* **Task objective**
All entries need to be written out verbatim, with pictures omitted.
** Opening Provided data block **
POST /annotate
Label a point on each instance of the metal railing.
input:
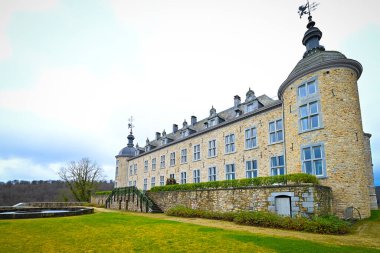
(129, 193)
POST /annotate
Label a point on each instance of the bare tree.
(81, 177)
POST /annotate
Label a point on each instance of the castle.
(314, 127)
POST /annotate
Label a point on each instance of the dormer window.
(185, 133)
(250, 107)
(213, 122)
(307, 89)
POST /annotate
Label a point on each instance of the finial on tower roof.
(130, 124)
(307, 9)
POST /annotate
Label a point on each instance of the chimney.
(237, 101)
(175, 128)
(193, 120)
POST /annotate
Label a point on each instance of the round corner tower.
(323, 126)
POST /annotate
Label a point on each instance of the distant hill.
(13, 192)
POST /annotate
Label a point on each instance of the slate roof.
(229, 116)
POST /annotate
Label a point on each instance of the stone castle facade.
(314, 127)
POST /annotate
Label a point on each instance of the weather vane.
(130, 124)
(307, 9)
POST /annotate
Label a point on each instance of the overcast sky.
(72, 72)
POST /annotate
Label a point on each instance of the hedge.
(246, 182)
(315, 224)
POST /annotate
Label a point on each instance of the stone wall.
(341, 135)
(305, 199)
(261, 154)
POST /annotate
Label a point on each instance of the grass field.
(129, 232)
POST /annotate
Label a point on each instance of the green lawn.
(125, 232)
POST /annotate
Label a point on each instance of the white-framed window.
(212, 122)
(251, 138)
(229, 143)
(196, 176)
(275, 131)
(277, 165)
(230, 171)
(185, 133)
(251, 169)
(172, 158)
(212, 173)
(162, 162)
(162, 180)
(184, 155)
(309, 116)
(250, 107)
(212, 148)
(154, 162)
(145, 184)
(307, 89)
(313, 160)
(197, 152)
(183, 177)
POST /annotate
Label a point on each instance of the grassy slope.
(125, 232)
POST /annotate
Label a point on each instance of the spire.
(130, 136)
(313, 34)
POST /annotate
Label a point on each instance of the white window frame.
(146, 166)
(250, 137)
(276, 168)
(183, 177)
(197, 176)
(154, 164)
(251, 169)
(145, 186)
(229, 141)
(307, 85)
(212, 172)
(230, 171)
(313, 160)
(212, 148)
(183, 155)
(197, 152)
(162, 162)
(172, 159)
(309, 115)
(276, 131)
(162, 180)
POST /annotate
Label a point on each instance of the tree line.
(18, 191)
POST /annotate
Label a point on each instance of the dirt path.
(363, 236)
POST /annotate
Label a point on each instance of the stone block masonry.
(304, 200)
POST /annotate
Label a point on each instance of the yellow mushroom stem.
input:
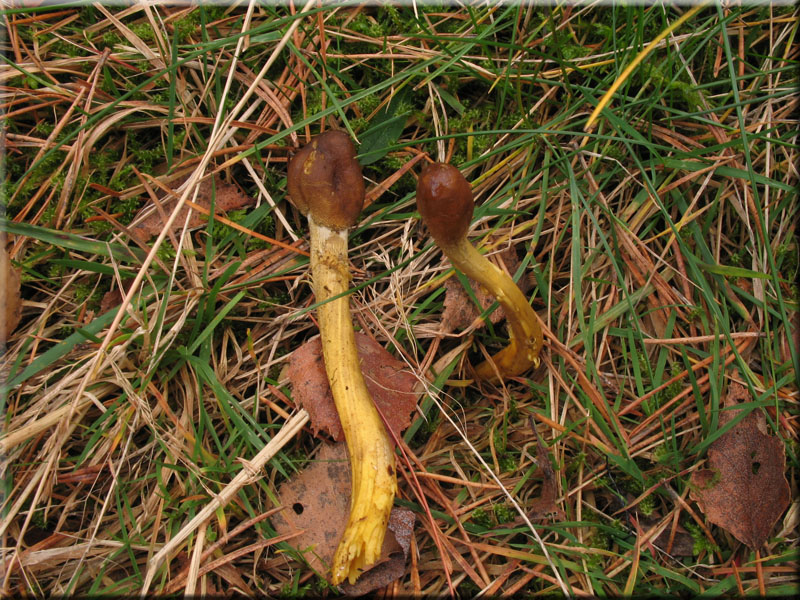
(444, 199)
(374, 482)
(525, 335)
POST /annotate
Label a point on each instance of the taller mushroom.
(325, 183)
(444, 199)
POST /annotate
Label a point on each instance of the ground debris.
(744, 489)
(149, 221)
(11, 310)
(390, 383)
(317, 501)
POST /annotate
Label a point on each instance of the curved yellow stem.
(525, 335)
(374, 482)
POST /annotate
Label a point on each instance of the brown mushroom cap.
(324, 179)
(444, 199)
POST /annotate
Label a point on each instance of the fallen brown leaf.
(10, 300)
(150, 220)
(317, 502)
(389, 381)
(744, 490)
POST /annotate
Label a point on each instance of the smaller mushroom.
(444, 199)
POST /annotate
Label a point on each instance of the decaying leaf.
(10, 300)
(744, 488)
(459, 309)
(389, 381)
(317, 501)
(150, 221)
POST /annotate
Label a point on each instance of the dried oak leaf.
(10, 300)
(149, 221)
(389, 381)
(744, 490)
(317, 501)
(459, 309)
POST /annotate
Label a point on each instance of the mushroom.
(325, 182)
(444, 199)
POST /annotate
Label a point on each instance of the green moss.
(504, 513)
(482, 518)
(143, 31)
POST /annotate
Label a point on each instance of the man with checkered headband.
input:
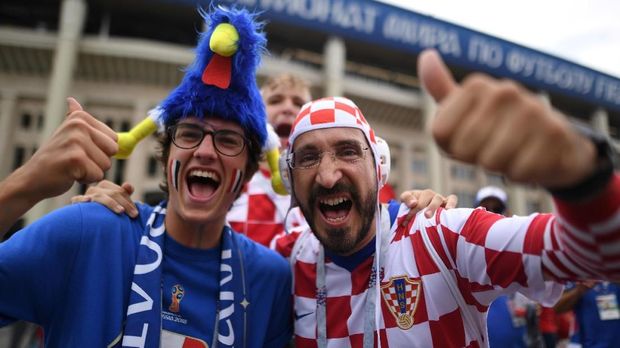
(363, 279)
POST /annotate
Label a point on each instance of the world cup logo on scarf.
(177, 296)
(401, 295)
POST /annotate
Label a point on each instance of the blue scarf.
(143, 323)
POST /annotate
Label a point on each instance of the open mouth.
(202, 184)
(335, 209)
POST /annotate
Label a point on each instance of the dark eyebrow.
(308, 147)
(348, 143)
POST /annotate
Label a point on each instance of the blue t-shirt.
(503, 332)
(71, 273)
(593, 331)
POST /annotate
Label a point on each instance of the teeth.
(336, 220)
(334, 201)
(204, 174)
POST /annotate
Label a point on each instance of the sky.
(584, 32)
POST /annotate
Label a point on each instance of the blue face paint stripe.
(174, 171)
(237, 186)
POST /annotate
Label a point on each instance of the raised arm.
(79, 150)
(502, 127)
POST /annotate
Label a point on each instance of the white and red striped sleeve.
(492, 253)
(586, 238)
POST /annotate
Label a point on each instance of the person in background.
(597, 313)
(511, 320)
** Closing Provided data block **
* **Solution**
POST /annotate
Label a point on each instance of the metal railing.
input:
(129, 193)
POST /annotate
Label a point on each instance of the bare tree.
(81, 177)
POST /annotate
Label a point on each instance of the castle.
(314, 127)
POST /annotate
Label a point on each instance of the dormer window.
(185, 133)
(250, 107)
(213, 122)
(307, 89)
POST /annotate
Label a point on each instance of the finial on tower roof.
(130, 124)
(307, 9)
POST /annotate
Label a point on each instance of the chimney.
(237, 101)
(175, 128)
(193, 120)
POST /annotate
Label a point on each instance of the round corner tower.
(323, 126)
POST /annotate
Label a point on each instance of the distant hill.
(13, 192)
POST /annotate
Label a point on each instance of the slate roof.
(229, 116)
POST /annotate
Label a point on each instance of the stone castle facade.
(314, 127)
POST /annotate
Label a point on each instance of the weather vane.
(130, 124)
(307, 9)
POST /annotate
Label a point on each instance of the overcast sky.
(72, 72)
POST /annotate
Label a point on each instance of the hedge.
(246, 182)
(315, 224)
POST /annotate
Label a point on each instance of the stone wall.
(341, 135)
(305, 199)
(261, 154)
POST /annotate
Label a point on each instance of the grass field.
(129, 232)
POST /annotate
Label a point on each instance of the green lawn.
(125, 232)
POST /annotate
Label a point on each instance of the white-framed window.
(212, 122)
(251, 138)
(229, 143)
(196, 176)
(275, 131)
(277, 165)
(230, 171)
(185, 133)
(251, 169)
(172, 158)
(212, 173)
(162, 162)
(162, 180)
(184, 155)
(309, 116)
(250, 107)
(212, 148)
(154, 162)
(145, 184)
(307, 89)
(313, 160)
(197, 152)
(183, 177)
POST /annotate
Label a point on each instance of the grassy slope.
(125, 232)
POST /annotate
Label a point on each instance of the spire.
(130, 136)
(313, 34)
POST /annotate
Label a point on each instance of the white window frame.
(146, 166)
(250, 137)
(276, 168)
(183, 177)
(197, 176)
(154, 164)
(251, 169)
(145, 186)
(229, 141)
(307, 85)
(212, 172)
(230, 171)
(313, 160)
(212, 148)
(183, 155)
(197, 152)
(162, 162)
(172, 159)
(309, 115)
(276, 131)
(162, 180)
POST /annotate
Label a point on each instance of the tree line.
(18, 191)
POST /annotate
Label a point on each instance of the dirt path.
(363, 236)
POST /annotate
Label a point on each instance of the stone block masonry.
(304, 200)
POST /annotate
Label a point on each instance of the yellow mushroom stem.
input:
(444, 199)
(374, 482)
(525, 335)
POST /annotate
Label a point on each instance of the taller mushroom.
(325, 183)
(444, 199)
POST /annotate
Label a point on each instance of the ground debris.
(744, 489)
(149, 221)
(11, 310)
(390, 383)
(317, 501)
POST /annotate
Label a point on each instance of the curved yellow stem.
(525, 335)
(374, 482)
POST /annotate
Label a point on each instance of the brown mushroom cap.
(324, 179)
(444, 199)
POST /annotate
Label a point on each instance of the fallen brown leaf.
(10, 300)
(150, 220)
(317, 502)
(389, 381)
(744, 490)
POST /annotate
Label a point on each instance of the smaller mushroom.
(444, 199)
POST /annotate
Label a point on each instance of the decaying leaf.
(10, 300)
(744, 488)
(459, 309)
(389, 381)
(317, 501)
(150, 221)
POST /annotate
Label a point on each instance of the dried oak leaf.
(10, 300)
(149, 221)
(389, 381)
(744, 490)
(317, 501)
(459, 309)
POST /annotate
Label a point on each instance of the mushroom.
(325, 182)
(444, 199)
POST /annotate
Label a point on each instance of the green moss.
(504, 513)
(482, 518)
(143, 31)
POST /annotate
Label a point on each instance of the man with checkered headband.
input:
(363, 279)
POST /annotate
Label a point on each instance of the world cup logo on scarf.
(177, 296)
(401, 295)
POST /annotate
Label a point on each instance of the blue scarf.
(143, 323)
POST /annotate
Label a point on each instance of the open mouth.
(202, 184)
(335, 209)
POST /annotate
Label a point on each instance of the dark eyebrow.
(308, 147)
(348, 143)
POST /annotate
Label a point on each instance of the blue t-shirt.
(503, 332)
(71, 273)
(593, 331)
POST /annotate
Label a point on each instance of the teeth.
(336, 220)
(334, 201)
(204, 174)
POST /annotate
Label a point on each instance of the sky.
(584, 32)
POST /annotate
Label a point on each instance of the blue face paint stripe.
(174, 171)
(237, 186)
POST /annotate
Label a point on each instance of the raised arm.
(79, 150)
(502, 127)
POST /annotate
Label a point on each instance of the white and red striped sleeve.
(492, 253)
(586, 238)
POST /annotate
Label a point on each instance of the person in background.
(597, 313)
(511, 320)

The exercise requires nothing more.